(Entries from a pointing dataset)
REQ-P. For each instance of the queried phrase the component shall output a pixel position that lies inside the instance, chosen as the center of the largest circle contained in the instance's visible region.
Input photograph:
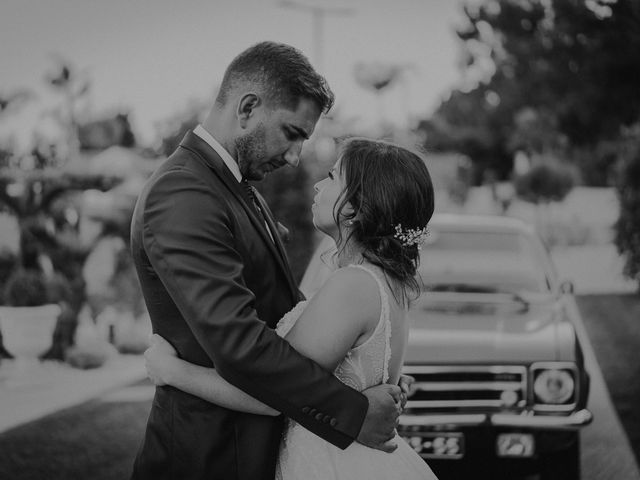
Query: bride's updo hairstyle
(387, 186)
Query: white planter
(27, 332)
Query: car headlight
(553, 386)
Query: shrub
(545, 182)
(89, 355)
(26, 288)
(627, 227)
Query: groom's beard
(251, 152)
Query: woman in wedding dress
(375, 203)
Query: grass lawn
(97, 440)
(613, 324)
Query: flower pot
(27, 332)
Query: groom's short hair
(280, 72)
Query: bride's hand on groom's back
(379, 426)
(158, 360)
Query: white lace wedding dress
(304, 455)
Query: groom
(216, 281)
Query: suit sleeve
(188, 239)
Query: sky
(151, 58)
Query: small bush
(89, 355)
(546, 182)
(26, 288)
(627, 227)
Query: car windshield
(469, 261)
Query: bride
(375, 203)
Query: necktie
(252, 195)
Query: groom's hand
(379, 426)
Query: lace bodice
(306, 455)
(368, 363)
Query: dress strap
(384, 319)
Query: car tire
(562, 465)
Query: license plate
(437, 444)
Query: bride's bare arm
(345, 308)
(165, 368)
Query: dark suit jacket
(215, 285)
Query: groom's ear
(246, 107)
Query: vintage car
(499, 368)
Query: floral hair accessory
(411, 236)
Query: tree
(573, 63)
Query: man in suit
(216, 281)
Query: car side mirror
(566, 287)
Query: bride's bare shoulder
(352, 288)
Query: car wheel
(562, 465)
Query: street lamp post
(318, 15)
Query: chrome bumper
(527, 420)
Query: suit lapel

■ Problem to work on:
Rewrite all the records with every "Query" renamed to "Prompt" and everything else kept the same. Leave the picture out of your answer.

■ The response:
REQ-P. For each instance of the queried phrase the component shall output a pixel position that lies inside the instance, chosen as the center of the largest circle contained in the instance's visible region.
Input photograph:
Prompt: bride's updo hairstyle
(387, 186)
Prompt: white planter
(27, 332)
Prompt: car headlight
(553, 386)
Prompt: shrub
(545, 182)
(89, 355)
(26, 288)
(627, 227)
Prompt: groom's beard
(251, 152)
Prompt: woman in wedding dress
(375, 203)
Prompt: grass lawn
(97, 440)
(613, 324)
Prompt: flower pot
(27, 332)
Prompt: groom's short hair
(280, 72)
Prompt: bride's hand on groom's back
(379, 426)
(158, 360)
Prompt: white lace wedding dress
(304, 455)
Prompt: groom
(216, 281)
Prompt: suit sleeve
(188, 239)
Prompt: sky
(151, 58)
Prompt: small bush
(89, 355)
(546, 182)
(26, 288)
(627, 227)
Prompt: car windshield
(469, 261)
Prompt: bride
(375, 203)
Prompt: necktie
(252, 195)
Prompt: groom's hand
(379, 426)
Prompt: lace bodice
(306, 455)
(368, 363)
Prompt: dress strap
(384, 319)
Prompt: car tire
(562, 465)
Prompt: license plate
(437, 444)
Prompt: bride's bare arm
(345, 308)
(165, 368)
Prompt: dark suit jacket
(215, 285)
Prompt: groom's ear
(246, 107)
Prompt: vintage car
(499, 368)
Prompt: floral hair accessory
(411, 236)
Prompt: tree
(573, 63)
Prompt: man in suit
(216, 281)
Prompt: car side mirror
(566, 287)
Prompt: bride's bare shoulder
(352, 288)
Prompt: car wheel
(562, 465)
Prompt: street lamp post
(318, 15)
Prompt: chrome bumper
(527, 420)
Prompt: suit lapel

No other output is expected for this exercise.